*** Entries shown
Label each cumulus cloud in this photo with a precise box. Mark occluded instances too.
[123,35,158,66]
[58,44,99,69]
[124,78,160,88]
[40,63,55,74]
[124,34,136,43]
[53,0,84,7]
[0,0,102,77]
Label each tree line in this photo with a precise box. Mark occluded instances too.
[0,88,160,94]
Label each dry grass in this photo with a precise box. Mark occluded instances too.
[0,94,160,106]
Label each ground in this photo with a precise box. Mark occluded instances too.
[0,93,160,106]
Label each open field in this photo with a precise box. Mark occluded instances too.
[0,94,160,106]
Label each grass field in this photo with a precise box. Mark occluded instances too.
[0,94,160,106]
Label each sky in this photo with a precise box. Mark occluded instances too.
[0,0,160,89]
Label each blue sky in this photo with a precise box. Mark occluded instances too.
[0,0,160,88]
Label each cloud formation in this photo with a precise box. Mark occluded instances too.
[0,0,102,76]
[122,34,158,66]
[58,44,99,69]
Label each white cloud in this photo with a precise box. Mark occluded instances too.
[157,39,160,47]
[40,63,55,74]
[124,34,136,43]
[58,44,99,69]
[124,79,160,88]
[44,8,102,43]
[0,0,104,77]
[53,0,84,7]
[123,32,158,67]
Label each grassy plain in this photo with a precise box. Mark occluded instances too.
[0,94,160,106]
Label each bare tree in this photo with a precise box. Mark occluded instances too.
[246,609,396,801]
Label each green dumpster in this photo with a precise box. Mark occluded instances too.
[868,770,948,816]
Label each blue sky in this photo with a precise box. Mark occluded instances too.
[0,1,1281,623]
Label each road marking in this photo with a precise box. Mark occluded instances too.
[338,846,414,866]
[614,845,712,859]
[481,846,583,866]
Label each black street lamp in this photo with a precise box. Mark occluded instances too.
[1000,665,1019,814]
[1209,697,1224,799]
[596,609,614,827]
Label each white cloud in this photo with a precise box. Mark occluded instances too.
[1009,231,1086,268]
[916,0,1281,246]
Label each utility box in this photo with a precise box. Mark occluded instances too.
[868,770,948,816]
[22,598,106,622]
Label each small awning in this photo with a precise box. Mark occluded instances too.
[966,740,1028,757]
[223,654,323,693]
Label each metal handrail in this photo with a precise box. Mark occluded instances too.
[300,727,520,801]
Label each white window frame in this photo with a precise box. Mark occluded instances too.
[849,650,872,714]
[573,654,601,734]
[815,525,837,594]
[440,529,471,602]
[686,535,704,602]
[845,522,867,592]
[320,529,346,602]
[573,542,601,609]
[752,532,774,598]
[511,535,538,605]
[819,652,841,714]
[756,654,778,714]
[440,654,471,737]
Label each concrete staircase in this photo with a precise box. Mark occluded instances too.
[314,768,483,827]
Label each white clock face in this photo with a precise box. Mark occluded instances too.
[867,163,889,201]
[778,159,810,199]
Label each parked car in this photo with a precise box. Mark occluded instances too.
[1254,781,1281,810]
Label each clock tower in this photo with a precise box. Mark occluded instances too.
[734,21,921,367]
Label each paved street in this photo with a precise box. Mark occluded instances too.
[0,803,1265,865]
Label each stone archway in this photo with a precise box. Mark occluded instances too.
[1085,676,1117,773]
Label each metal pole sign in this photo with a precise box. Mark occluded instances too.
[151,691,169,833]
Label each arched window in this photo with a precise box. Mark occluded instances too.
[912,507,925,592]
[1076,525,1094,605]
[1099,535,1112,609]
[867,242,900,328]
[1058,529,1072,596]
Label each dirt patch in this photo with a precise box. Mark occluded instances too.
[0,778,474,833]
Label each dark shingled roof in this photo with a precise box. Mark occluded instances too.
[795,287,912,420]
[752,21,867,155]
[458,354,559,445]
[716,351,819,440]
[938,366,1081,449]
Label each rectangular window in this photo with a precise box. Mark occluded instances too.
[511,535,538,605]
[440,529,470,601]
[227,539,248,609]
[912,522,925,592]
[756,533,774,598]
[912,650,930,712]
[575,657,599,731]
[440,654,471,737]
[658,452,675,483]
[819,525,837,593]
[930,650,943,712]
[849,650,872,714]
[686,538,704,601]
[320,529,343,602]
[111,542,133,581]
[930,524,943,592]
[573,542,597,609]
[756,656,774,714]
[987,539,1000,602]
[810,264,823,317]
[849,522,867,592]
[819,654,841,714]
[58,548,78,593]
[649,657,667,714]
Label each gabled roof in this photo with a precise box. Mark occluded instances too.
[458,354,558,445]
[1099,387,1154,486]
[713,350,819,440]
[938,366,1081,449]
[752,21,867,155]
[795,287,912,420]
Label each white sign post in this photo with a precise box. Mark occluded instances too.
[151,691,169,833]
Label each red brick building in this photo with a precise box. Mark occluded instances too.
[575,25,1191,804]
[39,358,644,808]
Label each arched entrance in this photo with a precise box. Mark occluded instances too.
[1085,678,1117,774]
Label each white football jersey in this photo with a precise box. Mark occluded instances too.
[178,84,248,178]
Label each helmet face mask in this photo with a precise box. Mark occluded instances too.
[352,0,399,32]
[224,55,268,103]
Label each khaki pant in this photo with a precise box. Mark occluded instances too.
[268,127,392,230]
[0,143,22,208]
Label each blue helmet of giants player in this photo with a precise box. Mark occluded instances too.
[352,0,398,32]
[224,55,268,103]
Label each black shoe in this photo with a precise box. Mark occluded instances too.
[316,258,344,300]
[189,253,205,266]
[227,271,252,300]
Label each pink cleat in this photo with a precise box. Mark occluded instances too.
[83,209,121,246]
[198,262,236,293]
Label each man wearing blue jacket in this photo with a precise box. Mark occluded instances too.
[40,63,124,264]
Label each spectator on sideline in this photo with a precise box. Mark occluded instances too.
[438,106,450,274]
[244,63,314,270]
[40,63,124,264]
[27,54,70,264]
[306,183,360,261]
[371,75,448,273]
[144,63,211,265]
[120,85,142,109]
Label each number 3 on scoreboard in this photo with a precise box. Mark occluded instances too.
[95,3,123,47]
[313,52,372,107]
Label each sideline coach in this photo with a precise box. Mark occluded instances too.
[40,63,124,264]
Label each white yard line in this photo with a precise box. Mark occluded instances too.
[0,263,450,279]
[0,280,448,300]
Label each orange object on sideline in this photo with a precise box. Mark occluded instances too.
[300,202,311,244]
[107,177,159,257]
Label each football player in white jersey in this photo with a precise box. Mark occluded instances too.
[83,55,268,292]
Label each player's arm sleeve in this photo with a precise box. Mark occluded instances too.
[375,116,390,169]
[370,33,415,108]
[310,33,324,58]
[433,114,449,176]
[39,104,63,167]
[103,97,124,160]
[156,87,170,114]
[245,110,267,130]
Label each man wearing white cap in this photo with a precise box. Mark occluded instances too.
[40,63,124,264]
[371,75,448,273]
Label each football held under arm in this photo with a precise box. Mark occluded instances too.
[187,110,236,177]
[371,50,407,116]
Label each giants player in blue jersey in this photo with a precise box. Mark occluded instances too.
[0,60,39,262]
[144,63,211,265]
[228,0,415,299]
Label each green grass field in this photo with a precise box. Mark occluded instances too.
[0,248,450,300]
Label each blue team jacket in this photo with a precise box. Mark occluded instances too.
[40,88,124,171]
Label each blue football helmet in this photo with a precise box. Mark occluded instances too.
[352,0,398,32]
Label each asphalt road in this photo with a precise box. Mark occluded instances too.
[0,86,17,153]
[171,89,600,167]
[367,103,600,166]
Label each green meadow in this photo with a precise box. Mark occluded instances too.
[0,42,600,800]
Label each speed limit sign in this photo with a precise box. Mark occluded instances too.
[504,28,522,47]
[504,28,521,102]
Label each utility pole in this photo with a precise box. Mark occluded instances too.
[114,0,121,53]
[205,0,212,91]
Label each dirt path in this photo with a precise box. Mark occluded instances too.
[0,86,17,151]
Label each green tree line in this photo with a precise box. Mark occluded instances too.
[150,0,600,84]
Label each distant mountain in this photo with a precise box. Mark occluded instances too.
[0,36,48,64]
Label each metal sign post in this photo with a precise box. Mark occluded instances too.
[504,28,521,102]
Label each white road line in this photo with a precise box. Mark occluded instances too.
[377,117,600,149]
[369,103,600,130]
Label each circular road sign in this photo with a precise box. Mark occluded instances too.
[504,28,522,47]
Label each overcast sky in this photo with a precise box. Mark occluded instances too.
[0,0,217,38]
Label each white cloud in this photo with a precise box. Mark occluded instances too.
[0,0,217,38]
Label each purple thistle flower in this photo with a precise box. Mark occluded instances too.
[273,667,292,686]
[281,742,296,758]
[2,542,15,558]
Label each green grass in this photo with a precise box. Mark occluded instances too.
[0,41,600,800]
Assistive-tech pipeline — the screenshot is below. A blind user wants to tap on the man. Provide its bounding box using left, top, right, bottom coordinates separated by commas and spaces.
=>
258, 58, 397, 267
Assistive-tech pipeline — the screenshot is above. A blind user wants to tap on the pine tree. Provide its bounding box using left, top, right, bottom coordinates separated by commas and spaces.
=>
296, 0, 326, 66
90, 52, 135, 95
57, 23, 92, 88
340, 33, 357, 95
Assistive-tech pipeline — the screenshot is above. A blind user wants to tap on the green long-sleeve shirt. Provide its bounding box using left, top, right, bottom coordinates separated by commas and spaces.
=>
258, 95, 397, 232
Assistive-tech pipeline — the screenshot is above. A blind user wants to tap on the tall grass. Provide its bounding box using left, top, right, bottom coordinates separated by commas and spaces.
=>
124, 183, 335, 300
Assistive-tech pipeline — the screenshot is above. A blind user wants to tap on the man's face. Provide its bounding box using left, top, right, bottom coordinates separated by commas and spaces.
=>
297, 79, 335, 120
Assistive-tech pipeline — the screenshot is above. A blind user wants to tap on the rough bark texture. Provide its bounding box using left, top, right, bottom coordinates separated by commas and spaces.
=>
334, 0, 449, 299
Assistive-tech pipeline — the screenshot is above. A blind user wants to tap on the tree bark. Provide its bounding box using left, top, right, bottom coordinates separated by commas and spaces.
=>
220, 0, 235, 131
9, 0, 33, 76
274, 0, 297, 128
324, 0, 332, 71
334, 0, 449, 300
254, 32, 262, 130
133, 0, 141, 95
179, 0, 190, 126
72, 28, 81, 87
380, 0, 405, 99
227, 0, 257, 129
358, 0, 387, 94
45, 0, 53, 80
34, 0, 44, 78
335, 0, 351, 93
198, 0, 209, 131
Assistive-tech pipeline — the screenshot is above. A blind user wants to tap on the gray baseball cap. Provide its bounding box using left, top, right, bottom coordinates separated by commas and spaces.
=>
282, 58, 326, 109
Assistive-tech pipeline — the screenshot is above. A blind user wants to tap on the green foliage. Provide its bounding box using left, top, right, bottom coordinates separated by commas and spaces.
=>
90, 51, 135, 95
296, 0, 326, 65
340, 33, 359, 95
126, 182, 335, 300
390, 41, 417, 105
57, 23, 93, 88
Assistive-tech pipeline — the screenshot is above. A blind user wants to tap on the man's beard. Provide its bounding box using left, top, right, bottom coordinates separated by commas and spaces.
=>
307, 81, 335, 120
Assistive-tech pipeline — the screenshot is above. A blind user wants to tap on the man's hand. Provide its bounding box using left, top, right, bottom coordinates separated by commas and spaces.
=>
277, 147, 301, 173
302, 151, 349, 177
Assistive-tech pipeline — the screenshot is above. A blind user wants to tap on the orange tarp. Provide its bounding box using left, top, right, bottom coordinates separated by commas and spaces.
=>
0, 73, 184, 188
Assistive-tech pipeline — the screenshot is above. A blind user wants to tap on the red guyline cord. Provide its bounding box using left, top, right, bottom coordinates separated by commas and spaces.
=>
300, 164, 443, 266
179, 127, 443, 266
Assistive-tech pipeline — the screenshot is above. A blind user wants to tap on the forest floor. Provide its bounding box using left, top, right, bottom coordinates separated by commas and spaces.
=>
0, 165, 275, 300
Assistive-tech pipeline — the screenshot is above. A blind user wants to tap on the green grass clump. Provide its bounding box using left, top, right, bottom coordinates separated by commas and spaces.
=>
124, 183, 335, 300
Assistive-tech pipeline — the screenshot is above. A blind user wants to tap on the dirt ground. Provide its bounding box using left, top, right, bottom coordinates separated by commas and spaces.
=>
******
Exercise aim: Format the stretch from the line containing "Label each football player" through the line containing "[40,88,124,171]" as a numbered list, leaving out blank lines.

Complete response:
1. Label each football player in white jersey in this photo with a precise box. Mark occluded instances too.
2. [83,55,268,292]
3. Label each player's arm sleeve in this photo with a precise box. Mark occluded instances too.
4. [375,116,390,169]
5. [370,33,415,108]
6. [310,33,324,58]
7. [433,114,449,176]
8. [39,104,63,167]
9. [103,97,124,160]
10. [156,87,170,114]
11. [245,110,267,130]
12. Label each man wearing white cap in this photo with a precise box. Mark occluded instances too.
13. [40,63,124,264]
14. [371,75,448,273]
15. Label each football held under arm in this photo with a precise box. Mark occluded instances too.
16. [187,110,236,177]
17. [371,50,407,116]
18. Label each giants player in blue jersey in this photo with a precise box. Mark occluded instances too.
19. [0,60,39,262]
20. [144,63,211,265]
21. [228,0,415,299]
22. Label each green grass field in this photo with a precise box. Mark occluded instances too.
23. [0,248,450,300]
24. Label each blue team jacket in this photo with a precise box. Mark occluded instances too.
25. [40,88,124,171]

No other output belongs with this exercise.